▸ Work instruction
Every line of the data that contains the string "below" must be copied.

▸ Study material

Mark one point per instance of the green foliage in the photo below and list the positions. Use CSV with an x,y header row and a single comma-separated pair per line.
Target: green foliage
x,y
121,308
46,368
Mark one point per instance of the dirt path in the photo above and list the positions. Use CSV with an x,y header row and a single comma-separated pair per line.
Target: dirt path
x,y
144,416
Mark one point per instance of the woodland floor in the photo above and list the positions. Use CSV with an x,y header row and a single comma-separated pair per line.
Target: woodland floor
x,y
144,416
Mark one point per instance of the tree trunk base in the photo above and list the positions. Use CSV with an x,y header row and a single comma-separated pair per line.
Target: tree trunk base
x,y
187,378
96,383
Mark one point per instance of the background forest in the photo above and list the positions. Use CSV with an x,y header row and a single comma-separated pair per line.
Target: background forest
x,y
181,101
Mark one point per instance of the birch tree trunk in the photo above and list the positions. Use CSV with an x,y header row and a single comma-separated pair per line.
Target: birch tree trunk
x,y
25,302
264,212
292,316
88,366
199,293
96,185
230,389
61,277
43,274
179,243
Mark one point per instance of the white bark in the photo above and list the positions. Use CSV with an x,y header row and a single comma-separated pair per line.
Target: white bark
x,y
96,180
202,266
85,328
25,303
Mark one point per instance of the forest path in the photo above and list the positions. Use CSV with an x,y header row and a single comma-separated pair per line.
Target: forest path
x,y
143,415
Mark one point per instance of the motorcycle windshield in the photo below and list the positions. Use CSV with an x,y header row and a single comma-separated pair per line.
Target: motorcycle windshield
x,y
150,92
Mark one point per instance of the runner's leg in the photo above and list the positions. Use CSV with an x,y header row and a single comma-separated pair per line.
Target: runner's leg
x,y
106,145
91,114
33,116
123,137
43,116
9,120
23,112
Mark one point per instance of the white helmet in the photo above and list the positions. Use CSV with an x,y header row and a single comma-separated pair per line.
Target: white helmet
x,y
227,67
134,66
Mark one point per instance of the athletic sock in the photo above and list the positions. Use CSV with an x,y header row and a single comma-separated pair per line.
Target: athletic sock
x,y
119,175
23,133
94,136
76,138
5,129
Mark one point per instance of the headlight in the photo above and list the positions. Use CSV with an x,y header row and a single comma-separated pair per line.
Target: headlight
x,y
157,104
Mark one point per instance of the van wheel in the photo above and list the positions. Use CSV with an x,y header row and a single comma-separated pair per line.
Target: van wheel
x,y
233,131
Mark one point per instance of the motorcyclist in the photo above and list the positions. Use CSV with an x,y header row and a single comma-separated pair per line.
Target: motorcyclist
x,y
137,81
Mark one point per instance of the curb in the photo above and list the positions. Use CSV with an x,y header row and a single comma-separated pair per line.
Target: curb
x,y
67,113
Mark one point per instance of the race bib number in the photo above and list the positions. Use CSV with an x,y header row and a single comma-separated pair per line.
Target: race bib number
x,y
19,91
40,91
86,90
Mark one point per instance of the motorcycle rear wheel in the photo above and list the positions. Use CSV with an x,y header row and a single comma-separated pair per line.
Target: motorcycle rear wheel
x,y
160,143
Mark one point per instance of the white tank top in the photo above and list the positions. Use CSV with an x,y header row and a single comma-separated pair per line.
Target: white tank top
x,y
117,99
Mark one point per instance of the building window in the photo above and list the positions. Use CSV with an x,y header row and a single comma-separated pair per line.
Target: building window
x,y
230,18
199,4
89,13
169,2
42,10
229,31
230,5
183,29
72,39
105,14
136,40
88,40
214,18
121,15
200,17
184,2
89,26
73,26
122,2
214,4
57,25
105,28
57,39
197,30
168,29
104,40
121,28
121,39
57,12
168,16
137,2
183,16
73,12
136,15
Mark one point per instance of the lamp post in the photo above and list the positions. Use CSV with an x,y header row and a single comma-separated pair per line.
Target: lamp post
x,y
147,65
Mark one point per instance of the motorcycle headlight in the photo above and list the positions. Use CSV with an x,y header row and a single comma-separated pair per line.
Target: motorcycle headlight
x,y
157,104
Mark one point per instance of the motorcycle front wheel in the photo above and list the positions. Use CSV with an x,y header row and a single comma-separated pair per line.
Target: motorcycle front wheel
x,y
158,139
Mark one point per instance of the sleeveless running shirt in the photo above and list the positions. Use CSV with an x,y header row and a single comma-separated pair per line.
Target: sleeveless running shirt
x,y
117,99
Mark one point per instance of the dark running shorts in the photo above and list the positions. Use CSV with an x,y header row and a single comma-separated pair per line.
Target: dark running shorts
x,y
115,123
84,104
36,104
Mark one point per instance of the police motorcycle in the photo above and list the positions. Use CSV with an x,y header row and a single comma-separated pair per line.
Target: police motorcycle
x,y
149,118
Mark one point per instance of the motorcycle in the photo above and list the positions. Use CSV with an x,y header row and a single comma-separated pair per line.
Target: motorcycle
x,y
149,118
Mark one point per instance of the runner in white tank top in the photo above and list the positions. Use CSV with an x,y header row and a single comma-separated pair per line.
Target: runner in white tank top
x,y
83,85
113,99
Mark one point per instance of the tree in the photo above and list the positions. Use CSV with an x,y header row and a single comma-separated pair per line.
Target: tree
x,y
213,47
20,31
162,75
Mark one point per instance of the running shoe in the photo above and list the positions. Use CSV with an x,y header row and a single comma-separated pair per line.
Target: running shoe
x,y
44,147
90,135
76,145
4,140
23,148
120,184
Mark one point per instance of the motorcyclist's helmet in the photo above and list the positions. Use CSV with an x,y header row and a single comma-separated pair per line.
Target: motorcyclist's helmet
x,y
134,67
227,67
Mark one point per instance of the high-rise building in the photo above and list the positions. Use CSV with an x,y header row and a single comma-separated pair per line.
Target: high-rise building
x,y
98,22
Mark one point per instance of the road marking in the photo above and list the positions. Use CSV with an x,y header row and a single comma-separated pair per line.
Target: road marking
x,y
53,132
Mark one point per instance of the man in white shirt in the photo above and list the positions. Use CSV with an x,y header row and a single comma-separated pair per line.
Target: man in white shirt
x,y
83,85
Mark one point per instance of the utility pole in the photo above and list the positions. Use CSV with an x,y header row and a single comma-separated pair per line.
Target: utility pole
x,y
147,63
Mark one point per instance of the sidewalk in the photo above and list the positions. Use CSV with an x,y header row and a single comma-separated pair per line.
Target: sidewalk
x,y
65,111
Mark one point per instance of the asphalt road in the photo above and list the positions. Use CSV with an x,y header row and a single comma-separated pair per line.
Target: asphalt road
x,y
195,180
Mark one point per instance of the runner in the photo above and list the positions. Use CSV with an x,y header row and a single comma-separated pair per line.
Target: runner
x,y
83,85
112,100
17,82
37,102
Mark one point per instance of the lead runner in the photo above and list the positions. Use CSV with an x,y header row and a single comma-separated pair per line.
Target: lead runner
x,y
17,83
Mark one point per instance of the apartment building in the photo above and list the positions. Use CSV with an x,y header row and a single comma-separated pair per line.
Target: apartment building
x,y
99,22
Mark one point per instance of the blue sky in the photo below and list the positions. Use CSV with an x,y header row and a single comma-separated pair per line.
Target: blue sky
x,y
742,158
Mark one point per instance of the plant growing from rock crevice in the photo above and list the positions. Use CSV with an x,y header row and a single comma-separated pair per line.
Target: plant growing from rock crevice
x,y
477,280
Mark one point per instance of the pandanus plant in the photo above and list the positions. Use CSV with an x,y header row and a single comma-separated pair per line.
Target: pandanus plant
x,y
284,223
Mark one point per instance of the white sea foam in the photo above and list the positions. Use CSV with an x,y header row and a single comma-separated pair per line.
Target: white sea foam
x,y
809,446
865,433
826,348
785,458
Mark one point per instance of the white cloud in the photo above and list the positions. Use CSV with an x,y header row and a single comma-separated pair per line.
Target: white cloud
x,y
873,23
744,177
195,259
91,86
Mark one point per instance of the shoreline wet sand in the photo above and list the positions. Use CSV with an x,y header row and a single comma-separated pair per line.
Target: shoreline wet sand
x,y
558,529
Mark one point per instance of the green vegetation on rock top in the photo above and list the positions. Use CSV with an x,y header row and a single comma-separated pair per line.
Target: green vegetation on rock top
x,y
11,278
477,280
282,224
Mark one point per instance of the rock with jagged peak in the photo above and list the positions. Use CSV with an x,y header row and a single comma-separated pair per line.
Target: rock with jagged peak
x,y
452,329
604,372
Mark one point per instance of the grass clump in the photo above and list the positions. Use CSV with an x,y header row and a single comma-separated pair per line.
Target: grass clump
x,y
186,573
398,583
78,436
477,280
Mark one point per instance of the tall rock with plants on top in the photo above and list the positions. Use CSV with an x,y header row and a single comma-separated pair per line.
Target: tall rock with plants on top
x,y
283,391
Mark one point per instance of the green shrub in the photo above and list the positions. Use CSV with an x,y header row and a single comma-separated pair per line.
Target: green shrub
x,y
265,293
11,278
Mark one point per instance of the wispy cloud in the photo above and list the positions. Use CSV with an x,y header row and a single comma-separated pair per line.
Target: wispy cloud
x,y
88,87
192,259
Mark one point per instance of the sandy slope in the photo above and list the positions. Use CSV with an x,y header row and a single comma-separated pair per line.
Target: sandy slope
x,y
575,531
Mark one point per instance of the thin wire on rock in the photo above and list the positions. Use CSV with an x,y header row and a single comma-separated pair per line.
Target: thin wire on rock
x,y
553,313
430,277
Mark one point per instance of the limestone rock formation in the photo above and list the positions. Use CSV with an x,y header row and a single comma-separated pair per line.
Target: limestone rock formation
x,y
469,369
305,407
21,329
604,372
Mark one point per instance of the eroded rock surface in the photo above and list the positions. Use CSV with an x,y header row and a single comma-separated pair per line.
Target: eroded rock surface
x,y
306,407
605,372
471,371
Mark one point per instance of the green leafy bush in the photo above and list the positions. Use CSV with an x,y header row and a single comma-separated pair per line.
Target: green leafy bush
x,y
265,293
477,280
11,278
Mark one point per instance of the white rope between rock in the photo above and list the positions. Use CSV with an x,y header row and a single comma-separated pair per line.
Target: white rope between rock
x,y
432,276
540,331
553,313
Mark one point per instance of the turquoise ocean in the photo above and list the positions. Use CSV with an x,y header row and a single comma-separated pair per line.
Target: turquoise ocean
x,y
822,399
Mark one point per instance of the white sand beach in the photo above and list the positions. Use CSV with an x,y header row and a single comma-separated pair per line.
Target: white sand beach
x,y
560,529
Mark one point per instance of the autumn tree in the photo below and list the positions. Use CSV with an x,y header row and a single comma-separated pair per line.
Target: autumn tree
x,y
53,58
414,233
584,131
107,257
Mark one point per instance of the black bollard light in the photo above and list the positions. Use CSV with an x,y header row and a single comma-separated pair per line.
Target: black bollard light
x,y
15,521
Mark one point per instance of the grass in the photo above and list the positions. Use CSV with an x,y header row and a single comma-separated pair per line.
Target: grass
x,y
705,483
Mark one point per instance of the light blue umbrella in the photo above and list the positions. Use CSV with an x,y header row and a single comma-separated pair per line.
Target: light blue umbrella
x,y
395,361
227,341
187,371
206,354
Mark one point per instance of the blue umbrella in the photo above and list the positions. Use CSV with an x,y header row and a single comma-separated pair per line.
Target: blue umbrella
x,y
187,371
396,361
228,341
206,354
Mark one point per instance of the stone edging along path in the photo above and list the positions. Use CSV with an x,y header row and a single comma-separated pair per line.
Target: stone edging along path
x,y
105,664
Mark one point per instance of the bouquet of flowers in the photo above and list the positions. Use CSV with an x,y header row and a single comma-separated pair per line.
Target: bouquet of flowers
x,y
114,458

▸ Response area
Mark one point per instance of the green foliage in the photo below and list the positions. Use CSV with an x,y header row and a single comma-separated pair per line.
Mark one point per instance of the motorcycle windshield in the photo below and list the positions. Use CSV with an x,y header row and a single comma-separated pair per line.
Mark one point per instance of the blue sky in the photo below and list the positions. Use CSV with an x,y header row and a single comma-separated pair per line.
Mark one point per instance of the autumn tree in the photo below and list the positions. Use CSV with an x,y header row and a single comma-separated pair per line.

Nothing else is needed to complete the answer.